--- START Record extracts ---

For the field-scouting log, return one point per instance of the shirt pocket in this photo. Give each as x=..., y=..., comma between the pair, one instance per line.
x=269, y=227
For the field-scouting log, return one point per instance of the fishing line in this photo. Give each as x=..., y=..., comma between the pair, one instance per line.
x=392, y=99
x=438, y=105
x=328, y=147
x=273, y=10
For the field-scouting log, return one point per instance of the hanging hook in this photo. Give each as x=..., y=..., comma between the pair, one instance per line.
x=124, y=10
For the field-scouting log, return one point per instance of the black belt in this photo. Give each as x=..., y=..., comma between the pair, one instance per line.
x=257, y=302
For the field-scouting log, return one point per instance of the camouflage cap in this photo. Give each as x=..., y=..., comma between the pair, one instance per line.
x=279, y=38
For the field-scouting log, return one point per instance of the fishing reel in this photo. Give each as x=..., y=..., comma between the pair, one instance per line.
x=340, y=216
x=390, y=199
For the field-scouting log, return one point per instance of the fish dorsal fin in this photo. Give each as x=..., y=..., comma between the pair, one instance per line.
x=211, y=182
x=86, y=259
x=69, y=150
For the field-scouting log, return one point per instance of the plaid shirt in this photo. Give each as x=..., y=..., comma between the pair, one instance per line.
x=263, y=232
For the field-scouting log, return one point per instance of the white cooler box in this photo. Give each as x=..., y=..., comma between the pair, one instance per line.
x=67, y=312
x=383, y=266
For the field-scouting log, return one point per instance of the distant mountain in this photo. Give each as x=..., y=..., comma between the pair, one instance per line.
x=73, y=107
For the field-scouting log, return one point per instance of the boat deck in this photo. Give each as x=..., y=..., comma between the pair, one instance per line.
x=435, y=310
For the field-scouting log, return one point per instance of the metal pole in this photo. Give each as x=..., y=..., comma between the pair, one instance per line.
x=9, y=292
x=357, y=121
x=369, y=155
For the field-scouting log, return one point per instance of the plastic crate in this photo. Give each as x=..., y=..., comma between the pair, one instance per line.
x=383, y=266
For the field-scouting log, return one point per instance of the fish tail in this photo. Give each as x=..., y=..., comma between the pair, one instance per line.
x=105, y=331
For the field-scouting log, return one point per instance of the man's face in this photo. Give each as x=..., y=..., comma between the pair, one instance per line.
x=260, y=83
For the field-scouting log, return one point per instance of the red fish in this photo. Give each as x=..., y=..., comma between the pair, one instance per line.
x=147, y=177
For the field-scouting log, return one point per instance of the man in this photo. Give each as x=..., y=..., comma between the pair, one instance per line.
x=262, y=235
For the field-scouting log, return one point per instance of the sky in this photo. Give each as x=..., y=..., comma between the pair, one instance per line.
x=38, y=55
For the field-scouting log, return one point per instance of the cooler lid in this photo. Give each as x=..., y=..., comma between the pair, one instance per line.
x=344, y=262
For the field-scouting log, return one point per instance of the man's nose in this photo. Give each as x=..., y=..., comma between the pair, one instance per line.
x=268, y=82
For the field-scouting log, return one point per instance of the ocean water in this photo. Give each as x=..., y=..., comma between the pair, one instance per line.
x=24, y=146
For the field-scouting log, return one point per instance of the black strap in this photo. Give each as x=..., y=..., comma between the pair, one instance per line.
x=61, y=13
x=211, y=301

--- END Record extracts ---

> Work to be completed
Arrange all of the records above as a two-column CSV with the headers "text" and "answer". Give one row per record, put each field in double quotes, and replace any line breaks inside a field with spaces.

> Final answer
text,answer
"For the field-scouting log, return one point per instance of the shirt pocket in this photo. Give each as x=..., y=..., comma between the pair, one instance per line.","x=269, y=227"
"For the field-scouting log, return one point per instance of the fishing line in this photo. Give each as x=..., y=..., comma between the pair, one instance per line.","x=392, y=99 x=438, y=105 x=328, y=147 x=273, y=10"
"For the field-scouting log, return one point per instance of the hanging hook in this photo. Give each as x=..., y=..., comma between the pair, one instance per line.","x=124, y=10"
"For the field-scouting log, return one point per instance of the black belt in this photo. Give each as x=..., y=..., comma between the pair, one instance per line.","x=257, y=302"
"For the field-scouting log, return one point per instance of the camouflage cap in this photo. Give each as x=..., y=..., comma between the pair, one instance per line.","x=279, y=38"
"For the field-scouting log, return one point per instance of the fishing reel in this photo. Give each as x=..., y=..., comma between the pair, one instance per line.","x=340, y=216 x=390, y=199"
"For the field-scouting log, return one point per instance of the fish dorsal fin in this photo. Give each as x=..., y=..., comma between the pair, one instance per line.","x=211, y=182 x=86, y=259 x=69, y=150"
"For the field-scouting log, return one point per instance of the plaid shirt in this photo. Give each as x=..., y=..., comma between the pair, one instance per line.","x=263, y=232"
"For the field-scouting log, return one point per instance of the white cooler box in this photo. Give each as x=..., y=..., comma between the pair, one instance per line.","x=67, y=312 x=383, y=266"
"For the field-scouting log, return one point per instance of the distant mountain in this photo. Give each as x=..., y=..., comma between the pair, one instance per line.","x=73, y=107"
"For the field-scouting log, return one point per instance of the boat deck in this photo. Give each as x=..., y=..., comma between the pair, one instance per line.","x=435, y=310"
"For the field-scouting log, return one point per instance of the metal pole in this photo. Give each as x=..., y=..., comma between the pair, one instance per line.","x=9, y=292 x=357, y=121 x=369, y=155"
"For the field-scouting log, return one point per instance of the plastic crate in this photo. Give each as x=..., y=..., comma between the pair, one instance per line.","x=383, y=266"
"For the field-scouting log, return one point per instance of the fish tail in this photo. Give each as x=..., y=..., comma between the pair, one instance per line.","x=105, y=331"
"For the field-scouting log, return one point per instance of the man's face in this photo. Give each as x=..., y=..., comma between the pair, one instance per line.","x=260, y=83"
"For the field-scouting log, return one point per instance of the red fish in this photo. Give each as x=..., y=..., comma between the pair, one instance per line.","x=147, y=177"
"For the field-scouting log, return one point per instance of the man in this photo. Give each as x=..., y=..., comma between the pair, one instance per line.","x=262, y=235"
"For the field-scouting log, return one point per instance of the sky in this photo. Give each as x=..., y=..., comma between the pair, one instance per line.","x=38, y=55"
"For the field-scouting log, return one point per instance of the cooler lid in this photo. Give each as x=..., y=..., comma between the pair, one instance per line.","x=344, y=262"
"For the field-scouting log, return one point per instance of the man's nose in this photo. Give each as x=..., y=..., comma between the pair, one instance per line.","x=268, y=82"
"For the field-scouting log, return one point per instance of the ocean water in this photo. Give each as x=..., y=..., comma between the pair, one instance per line.","x=24, y=146"
"For the field-scouting log, return one point per instance of the black strap in this photo. Give each as x=..., y=..., comma between the pair, one instance per line.","x=61, y=13 x=211, y=301"